*** Text shown

Inflammatory bowel disease and other inflammatory conditions of the gut have long been associated with imbalances in mucosal levels of microflora-produced short-chain fatty acids such as butyrate and propionate, but the underlying mechanisms were unknown. Work from two separate groups in the U.S. and Japan has now revealed how bacterial butyrate and propionate can drive the differentiation of anti-inflammatory Treg cells and thus promote mucosal health.1,2

Both teams are trying to find links between their findings and other immune-related conditions, such as autoimmune diseases and food allergies, while also looking into suitable therapeutic modalities for gut inflammatory conditions.

Butyrate insufficiency caused by low levels of butyrate-producing bacteria or downregulation of butyrate transporters in the colonic mucosa of patients with IBD has been implicated in IBD pathogenesis.3,4

In patients with IBD, enema treatment with butyrate or with a cocktail of short-chain fatty acids (SCFAs) ameliorates colonic inflammation via an unknown mode of action.5,6

A Japan team led by Hiroshi Ohno and a U.S. team led by Alexander Rudensky have independently elucidated one underlying mechanism.

Ohno is group director of the Laboratory for Epithelial Immunobiology at the RIKEN Center for Integrative Medical Sciences, and Rudensky is the immunology program chair and director of the Ludwig Center for Cancer Immunotherapy at the Memorial Sloan-Kettering Cancer Center.

The Japan team included researchers from The University of Tokyo, Keio University and the Commonwealth Scientific and Industrial Research Organisation Food and Nutritional Sciences.

******
*** Entries provided

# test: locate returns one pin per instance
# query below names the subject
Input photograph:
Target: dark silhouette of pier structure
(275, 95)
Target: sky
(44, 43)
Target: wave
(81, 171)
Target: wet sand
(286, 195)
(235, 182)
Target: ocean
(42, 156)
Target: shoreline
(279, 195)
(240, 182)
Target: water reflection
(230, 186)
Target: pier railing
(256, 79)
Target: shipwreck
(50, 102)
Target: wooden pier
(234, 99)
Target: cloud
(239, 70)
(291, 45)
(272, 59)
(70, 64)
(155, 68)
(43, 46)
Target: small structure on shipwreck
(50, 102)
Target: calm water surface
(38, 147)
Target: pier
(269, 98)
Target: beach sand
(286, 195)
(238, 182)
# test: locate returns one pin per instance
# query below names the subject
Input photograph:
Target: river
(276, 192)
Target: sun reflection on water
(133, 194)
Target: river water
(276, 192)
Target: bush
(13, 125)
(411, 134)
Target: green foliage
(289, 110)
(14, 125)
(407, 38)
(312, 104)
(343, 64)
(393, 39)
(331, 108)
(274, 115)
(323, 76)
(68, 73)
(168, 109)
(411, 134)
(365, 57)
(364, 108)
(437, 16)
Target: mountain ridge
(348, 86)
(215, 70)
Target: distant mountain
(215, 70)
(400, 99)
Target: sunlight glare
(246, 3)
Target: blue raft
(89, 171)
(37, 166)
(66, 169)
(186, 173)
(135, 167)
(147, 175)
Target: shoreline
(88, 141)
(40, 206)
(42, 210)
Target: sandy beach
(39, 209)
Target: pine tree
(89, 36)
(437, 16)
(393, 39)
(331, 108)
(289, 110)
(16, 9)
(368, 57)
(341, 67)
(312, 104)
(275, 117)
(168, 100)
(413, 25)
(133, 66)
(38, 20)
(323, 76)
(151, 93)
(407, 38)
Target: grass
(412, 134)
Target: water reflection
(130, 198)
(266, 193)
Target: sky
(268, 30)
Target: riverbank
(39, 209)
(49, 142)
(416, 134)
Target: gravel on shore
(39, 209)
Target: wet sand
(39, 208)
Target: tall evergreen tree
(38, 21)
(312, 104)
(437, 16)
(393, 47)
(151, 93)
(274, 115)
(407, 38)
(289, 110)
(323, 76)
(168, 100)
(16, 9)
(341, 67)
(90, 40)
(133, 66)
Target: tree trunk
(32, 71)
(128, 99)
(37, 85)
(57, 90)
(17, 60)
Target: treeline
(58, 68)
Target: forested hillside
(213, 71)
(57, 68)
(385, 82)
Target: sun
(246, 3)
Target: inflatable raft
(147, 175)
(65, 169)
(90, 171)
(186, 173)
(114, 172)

******

* _Brief 1_
In the article on gut short-chain fatty acids, who led the U.S. team?
* _Brief 2_
In the article on gut short-chain fatty acids, substitute "Japanese team" for "Japan team" throughout the part that opens with "A Japan team" and closes with "and Nutritional Sciences.", and write out that part.
* _Brief 3_
Proceed with the article on gut short-chain fatty acids, continuing from its final sentence.
These records were drawn from a separate source.

* _Your response 1_
Alexander Rudensky led the U.S. team.

* _Your response 2_
A Japanese team led by Hiroshi Ohno and a U.S. team led by Alexander Rudensky have independently elucidated one underlying mechanism.

Ohno is group director of the Laboratory for Epithelial Immunobiology at the RIKEN Center for Integrative Medical Sciences, and Rudensky is the immunology program chair and director of the Ludwig Center for Cancer Immunotherapy at the Memorial Sloan-Kettering Cancer Center.

The Japanese team included researchers from The University of Tokyo, Keio University and the Commonwealth Scientific and Industrial Research Organisation Food and Nutritional Sciences.

* _Your response 3_
Based on previous studies showing that Treg cells expressing forkhead box P3 (FOXP3) play a key role in limiting inflammatory responses in the intestine,7 both teams first set out to determine whether butyrate or other SCFAs would influence Treg cell differentiation ex vivo. Under Treg cell-inducing conditions, naïve mouse Cd4+ T cells exposed to butyrate or fecal extracts obtained from mice with commensal bacteria exhibited greater Treg cell differentiation and higher numbers of Foxp3+ Treg cells than Cd4+ T cells exposed to other SCFAs or fecal extracts obtained from mice treated with antibiotics.

In the mice with commensal bacteria, the fecal extracts contained high levels of butyrate and propionate.

Next, both teams showed that in mice with normal gut flora, a diet containing butyrylated starch increased levels of colonic Treg cells compared with a diet containing acetylated or propionylated starch, indicating that butyrate plays a key role in microbe-mediated Treg cell induction. Importantly, butyrylated starch had no effect on antibiotic-treated or germ-free mice, suggesting that commensal bacteria are required for Treg cell induction.

Previous studies have established that butyrate can regulate gene expression epigenetically by inhibiting histone deacetylases (HDACs),8,9 and class IIa HDAC has been further reported to suppress Treg cell expansion.10,11

Both teams thus went on to show that under Treg cell-inducing conditions, butyrate led to increased histone H3 acetylation at Foxp3 promoter and enhancer elements and correlated with increased Foxp3 expression and Treg cell differentiation compared with no butyrate. These results established that butyrate contributes to Treg cell differentiation epigenetically (see "The commensal bacteria-butyrate-Treg cell axis of inflammatory regulation in the gut").

Finally, the Japan researchers showed that a diet containing butyrylated starch prevented colitis in a mouse model of chronic intestinal inflammation. Diets containing normal starch did not prevent disease development. These disease-modifying results were seen in mice with normal levels of Treg cells but not in mice without Treg cells, indicating butyrate exerted its therapeutic activity through Treg cells.

Results from both teams were published in Nature.

"Thus far the precise mechanisms of how bacteria communicate with their hosts to promote immune functions have been poorly understood," said Carolin Daniel. "The present studies add to our understanding that microbes that metabolize dietary fiber can generate key fatty acids that enforce the induction of regulatory T cells."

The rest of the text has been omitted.